Records provided
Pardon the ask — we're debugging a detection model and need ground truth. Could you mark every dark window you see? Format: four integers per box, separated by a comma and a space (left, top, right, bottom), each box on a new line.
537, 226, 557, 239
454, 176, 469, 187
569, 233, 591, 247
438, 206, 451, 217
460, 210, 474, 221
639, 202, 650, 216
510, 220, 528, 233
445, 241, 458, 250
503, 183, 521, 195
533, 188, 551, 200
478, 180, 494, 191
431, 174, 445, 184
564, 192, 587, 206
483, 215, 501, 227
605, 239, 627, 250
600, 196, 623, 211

Aim of the task
Locate every line in the items above that contains the string "integers" and copy each of those lines in full.

Exercise response
Pardon the ask — we're debugging a detection model and need ground truth. Could you mark every dark window you see? Format: four integers per box, separated by a comma and a space (left, top, right, bottom), each box on a new line.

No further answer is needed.